Records contained in a dataset
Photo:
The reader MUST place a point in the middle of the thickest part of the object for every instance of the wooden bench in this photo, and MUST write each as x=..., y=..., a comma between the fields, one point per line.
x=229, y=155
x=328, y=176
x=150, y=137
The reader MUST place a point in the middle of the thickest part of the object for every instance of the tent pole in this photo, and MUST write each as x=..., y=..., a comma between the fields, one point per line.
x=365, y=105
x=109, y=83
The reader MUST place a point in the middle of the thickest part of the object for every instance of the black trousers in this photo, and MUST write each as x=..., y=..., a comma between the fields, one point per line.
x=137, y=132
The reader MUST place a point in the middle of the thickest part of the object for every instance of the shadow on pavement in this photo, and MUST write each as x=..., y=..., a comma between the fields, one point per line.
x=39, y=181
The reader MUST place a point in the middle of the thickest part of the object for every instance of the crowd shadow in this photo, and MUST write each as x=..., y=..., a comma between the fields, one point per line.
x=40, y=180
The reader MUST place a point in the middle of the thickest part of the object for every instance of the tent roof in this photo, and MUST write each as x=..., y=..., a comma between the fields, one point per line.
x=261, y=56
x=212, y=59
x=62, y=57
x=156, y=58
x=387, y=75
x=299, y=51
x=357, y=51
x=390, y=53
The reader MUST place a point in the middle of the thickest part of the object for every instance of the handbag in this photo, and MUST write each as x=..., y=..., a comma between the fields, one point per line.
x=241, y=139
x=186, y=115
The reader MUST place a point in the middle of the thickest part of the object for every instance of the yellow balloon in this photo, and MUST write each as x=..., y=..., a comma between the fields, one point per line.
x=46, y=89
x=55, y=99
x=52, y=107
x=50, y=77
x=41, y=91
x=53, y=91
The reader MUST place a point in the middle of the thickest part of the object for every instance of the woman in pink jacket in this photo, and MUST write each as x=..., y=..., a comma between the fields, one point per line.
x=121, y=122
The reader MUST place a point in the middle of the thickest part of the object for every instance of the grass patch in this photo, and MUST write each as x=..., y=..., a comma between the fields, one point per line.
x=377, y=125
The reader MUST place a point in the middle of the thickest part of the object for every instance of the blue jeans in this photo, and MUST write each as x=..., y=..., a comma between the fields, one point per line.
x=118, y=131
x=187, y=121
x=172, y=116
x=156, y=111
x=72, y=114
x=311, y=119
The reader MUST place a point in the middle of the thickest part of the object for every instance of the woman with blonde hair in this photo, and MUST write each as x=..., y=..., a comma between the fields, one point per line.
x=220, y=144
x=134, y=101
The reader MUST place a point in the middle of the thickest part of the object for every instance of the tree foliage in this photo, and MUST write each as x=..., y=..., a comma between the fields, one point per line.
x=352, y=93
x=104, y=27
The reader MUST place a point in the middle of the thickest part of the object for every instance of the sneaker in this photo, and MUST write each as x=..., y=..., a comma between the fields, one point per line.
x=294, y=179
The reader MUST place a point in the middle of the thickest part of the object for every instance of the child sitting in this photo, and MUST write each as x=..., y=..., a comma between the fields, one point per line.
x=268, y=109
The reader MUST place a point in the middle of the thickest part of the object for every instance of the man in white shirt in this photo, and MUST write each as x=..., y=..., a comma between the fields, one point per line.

Exercise
Write out every entry word for word.

Output for this exercise
Photo:
The reader MUST place a point in the middle of the thickest part of the object for every instance of the wooden bench in this photo, and MUST write each as x=..., y=..., a comma between the fields, one point per line.
x=229, y=155
x=328, y=176
x=150, y=137
The reader MUST place a point in the middle of the thickest part of the object for every instance of the tent pole in this photo, and MUST write each as x=..., y=..., a comma between the fields, one point per line.
x=365, y=105
x=109, y=83
The reader MUST place a point in the middle of the thickest part of the object for every instance of the black trousers in this photo, and MUST write each as x=..., y=..., a comma between the fields, one point per line.
x=137, y=132
The reader MUST place a point in the middle of the thickest part of the object for every instance of the shadow on pavement in this photo, and MUST write each as x=..., y=..., a comma between the fields, one point per line.
x=39, y=181
The reader MUST place a point in the middle of the thickest part of the object for every instance of the crowd shadow in this photo, and MUST write each as x=..., y=..., a comma between the fields, one point per line.
x=40, y=180
The reader MUST place a point in the middle of the thickest part of the object for every instance of the tent roof in this photo, and MUST write each as x=..., y=..., a comma between the fields, one point per line.
x=261, y=56
x=212, y=59
x=62, y=57
x=156, y=58
x=387, y=75
x=299, y=51
x=357, y=51
x=390, y=53
The reader MUST place a point in the middle of the thickest part of the object for every instance of the handbag in this photo, and MUST write each as x=..., y=..., a comma between the fields, one point per line.
x=241, y=139
x=186, y=115
The reader MUST place a point in the middle of the thickest part of the object for every instance of the yellow balloon in this photo, and MUST write each as x=..., y=..., a comma between the fields, one point per line.
x=46, y=89
x=55, y=99
x=52, y=107
x=50, y=77
x=41, y=91
x=53, y=91
The reader MUST place a point in the middle of the thickest part of the object for every instance of the woman in pink jacket in this photo, and MUST write each as x=..., y=..., a comma between the fields, one point per line.
x=121, y=122
The reader MUST place a point in the middle of the thickest part of the object for every instance of the grass patch in this photo, and MUST write each as x=..., y=..., a comma between the fields, one point per line.
x=377, y=125
The reader MUST place a point in the middle of the thickest part of the object for every instance of the blue jeans in this photo, and MUST write each as x=..., y=..., a comma between the fields, one point per line.
x=118, y=131
x=187, y=121
x=172, y=116
x=156, y=111
x=72, y=114
x=311, y=119
The reader MUST place a point in the middle of the thickest part of the object for every instance of the woman with blonde hair in this photo, and MUST write each as x=..., y=..., a comma between the fields, one point per line.
x=220, y=144
x=134, y=101
The reader MUST place a point in the middle of the thickest part of the object for every instance of the tree foliage in this photo, and MUST write each as x=..., y=..., a comma between the fields, one point per line.
x=352, y=93
x=104, y=27
The reader MUST place a point in the middle of the thickest part of the object for every instance of the sneaker in this photo, and MUST write each as x=..., y=..., a comma between the fields, one point per line.
x=294, y=179
The reader MUST place a point in the middle of the thickest part of the object for every instance of the child sitting in this photo, and MUST write each as x=..., y=..., a comma between the fields, one point per line.
x=268, y=109
The reader MUST place a point in the middle of the thickest part of the object for every instance of the man in white shirt in this photo, and MUST write each as x=..., y=..., a comma between the fields, one point per line.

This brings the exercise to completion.